The problem: In the lines starting with the one that contains "target: mountain range" and running through the final line, change every "separate parts" to "disjoint pieces" and leave everything else as it is. Return only those lines.
--- START OF Given records ---
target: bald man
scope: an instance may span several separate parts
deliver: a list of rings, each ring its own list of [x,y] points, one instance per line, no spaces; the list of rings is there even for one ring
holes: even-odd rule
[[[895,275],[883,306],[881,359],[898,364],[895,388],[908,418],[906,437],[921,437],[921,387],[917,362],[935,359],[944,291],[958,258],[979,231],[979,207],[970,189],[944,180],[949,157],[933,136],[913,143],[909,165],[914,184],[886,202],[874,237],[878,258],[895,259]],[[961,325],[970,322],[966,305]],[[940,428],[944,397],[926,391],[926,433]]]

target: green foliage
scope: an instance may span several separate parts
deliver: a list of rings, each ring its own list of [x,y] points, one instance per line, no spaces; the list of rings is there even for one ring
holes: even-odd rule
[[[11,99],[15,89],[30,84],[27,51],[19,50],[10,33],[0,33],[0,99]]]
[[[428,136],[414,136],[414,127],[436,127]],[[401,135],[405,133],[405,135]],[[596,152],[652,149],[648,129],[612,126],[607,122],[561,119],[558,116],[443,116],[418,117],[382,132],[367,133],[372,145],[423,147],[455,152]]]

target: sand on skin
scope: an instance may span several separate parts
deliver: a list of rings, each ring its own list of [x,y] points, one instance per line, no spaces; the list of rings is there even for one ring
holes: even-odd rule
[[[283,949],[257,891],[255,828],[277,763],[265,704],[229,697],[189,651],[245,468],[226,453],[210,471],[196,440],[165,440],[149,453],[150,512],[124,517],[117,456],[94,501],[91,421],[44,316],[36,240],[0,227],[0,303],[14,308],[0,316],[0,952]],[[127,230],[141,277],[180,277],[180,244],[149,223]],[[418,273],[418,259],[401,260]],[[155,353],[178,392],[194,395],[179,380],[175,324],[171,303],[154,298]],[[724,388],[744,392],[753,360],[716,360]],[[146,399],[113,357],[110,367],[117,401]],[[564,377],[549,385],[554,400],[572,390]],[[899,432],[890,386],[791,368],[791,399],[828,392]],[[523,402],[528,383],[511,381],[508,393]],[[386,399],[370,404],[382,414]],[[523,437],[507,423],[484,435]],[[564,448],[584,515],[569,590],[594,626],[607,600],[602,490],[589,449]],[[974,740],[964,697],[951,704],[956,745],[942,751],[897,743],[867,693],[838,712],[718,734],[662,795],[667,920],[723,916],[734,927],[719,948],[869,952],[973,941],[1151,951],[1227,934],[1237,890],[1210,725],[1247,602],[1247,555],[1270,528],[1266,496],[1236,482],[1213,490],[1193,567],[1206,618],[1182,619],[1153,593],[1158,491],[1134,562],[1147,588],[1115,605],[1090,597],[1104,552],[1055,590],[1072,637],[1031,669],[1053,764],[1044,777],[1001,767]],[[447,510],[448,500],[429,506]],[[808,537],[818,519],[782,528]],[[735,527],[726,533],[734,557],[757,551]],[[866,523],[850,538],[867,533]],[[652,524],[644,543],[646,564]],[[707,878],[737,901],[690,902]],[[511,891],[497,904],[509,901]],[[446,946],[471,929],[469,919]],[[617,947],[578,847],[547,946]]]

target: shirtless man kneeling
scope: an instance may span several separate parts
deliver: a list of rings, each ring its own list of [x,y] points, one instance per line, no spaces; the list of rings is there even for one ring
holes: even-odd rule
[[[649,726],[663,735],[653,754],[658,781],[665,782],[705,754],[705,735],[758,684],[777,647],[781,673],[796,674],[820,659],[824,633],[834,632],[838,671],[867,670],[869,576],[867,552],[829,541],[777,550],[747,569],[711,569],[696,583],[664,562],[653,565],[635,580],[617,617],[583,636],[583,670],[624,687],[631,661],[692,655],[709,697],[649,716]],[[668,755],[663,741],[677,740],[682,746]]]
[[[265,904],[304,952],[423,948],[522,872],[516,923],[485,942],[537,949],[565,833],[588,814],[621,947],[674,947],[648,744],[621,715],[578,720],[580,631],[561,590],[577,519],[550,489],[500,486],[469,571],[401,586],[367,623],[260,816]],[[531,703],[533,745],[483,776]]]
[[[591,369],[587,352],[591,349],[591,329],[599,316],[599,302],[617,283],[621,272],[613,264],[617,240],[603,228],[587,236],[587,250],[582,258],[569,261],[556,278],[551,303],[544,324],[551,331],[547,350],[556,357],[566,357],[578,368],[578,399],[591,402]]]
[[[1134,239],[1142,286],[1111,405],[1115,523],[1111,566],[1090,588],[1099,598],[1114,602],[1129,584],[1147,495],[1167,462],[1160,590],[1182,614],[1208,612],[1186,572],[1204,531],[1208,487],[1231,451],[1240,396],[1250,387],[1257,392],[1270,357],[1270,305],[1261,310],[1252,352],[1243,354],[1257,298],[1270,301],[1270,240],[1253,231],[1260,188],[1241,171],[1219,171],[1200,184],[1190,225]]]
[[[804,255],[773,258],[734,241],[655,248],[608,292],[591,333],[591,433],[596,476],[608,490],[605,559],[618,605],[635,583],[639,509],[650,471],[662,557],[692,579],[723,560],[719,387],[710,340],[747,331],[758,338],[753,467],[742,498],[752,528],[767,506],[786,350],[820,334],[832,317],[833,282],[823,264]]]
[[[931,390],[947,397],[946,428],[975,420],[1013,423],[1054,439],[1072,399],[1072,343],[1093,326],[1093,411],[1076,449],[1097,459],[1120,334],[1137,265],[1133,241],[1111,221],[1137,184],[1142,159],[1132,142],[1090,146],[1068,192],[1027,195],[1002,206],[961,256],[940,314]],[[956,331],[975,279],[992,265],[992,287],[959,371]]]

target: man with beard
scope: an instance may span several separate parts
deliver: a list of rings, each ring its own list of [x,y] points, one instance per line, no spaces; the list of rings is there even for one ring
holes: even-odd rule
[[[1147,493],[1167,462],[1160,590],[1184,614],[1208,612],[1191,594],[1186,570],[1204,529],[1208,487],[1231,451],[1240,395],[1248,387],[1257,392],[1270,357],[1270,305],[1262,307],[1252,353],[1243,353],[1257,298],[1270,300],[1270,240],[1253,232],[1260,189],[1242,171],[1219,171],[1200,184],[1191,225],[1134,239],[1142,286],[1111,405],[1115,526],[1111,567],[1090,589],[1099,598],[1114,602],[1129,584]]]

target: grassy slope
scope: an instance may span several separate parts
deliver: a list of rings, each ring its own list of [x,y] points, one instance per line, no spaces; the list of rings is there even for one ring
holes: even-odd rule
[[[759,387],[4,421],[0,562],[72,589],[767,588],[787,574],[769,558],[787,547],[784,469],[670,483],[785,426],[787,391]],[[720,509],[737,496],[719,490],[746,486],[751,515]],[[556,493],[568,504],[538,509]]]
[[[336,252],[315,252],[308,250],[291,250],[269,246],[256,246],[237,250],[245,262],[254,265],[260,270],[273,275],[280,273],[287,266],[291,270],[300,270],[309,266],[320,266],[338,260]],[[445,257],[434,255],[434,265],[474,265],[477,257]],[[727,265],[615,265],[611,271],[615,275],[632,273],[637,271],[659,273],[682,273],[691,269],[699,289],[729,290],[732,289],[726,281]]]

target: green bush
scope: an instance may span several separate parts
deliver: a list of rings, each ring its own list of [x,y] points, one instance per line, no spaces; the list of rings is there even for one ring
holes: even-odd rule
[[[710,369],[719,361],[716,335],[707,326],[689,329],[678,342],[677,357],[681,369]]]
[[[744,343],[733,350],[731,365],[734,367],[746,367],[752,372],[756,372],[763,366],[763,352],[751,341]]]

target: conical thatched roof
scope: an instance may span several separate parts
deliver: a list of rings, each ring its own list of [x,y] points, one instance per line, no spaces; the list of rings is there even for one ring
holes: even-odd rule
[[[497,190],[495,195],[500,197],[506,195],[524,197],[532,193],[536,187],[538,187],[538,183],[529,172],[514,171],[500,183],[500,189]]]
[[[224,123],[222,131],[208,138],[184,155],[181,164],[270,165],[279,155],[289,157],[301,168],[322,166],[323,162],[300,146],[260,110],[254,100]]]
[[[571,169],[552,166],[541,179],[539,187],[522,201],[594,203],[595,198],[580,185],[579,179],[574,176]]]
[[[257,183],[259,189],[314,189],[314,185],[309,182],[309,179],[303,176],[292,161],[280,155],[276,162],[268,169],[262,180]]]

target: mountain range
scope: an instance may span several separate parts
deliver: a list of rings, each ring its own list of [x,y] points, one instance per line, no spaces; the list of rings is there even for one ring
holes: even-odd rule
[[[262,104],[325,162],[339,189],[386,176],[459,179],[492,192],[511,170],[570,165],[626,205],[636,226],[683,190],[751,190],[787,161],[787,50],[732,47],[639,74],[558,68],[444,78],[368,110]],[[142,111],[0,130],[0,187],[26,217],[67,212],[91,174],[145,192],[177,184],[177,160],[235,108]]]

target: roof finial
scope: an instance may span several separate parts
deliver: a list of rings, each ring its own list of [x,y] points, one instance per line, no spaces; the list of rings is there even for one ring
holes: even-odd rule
--- END OF Given records ---
The solution:
target: mountain range
scope: an instance may span several disjoint pieces
deliver: a list of rings, each ring its own list of [x,y] points, one instance per line, no spaces; the list of rings is there even for one ring
holes: even-odd rule
[[[262,104],[325,162],[339,189],[386,176],[459,179],[492,192],[511,170],[570,165],[626,205],[636,226],[683,190],[751,190],[787,161],[787,50],[732,47],[639,74],[558,68],[444,78],[368,110]],[[142,111],[0,130],[0,187],[26,217],[67,212],[91,174],[145,192],[177,184],[177,160],[235,108]]]

target: roof finial
scope: an instance may span several disjoint pieces
deliver: a list of rings, each ring its own list of [x,y] points, one instance per line, no spaces; the list of rings is there even for one ring
holes: even-odd rule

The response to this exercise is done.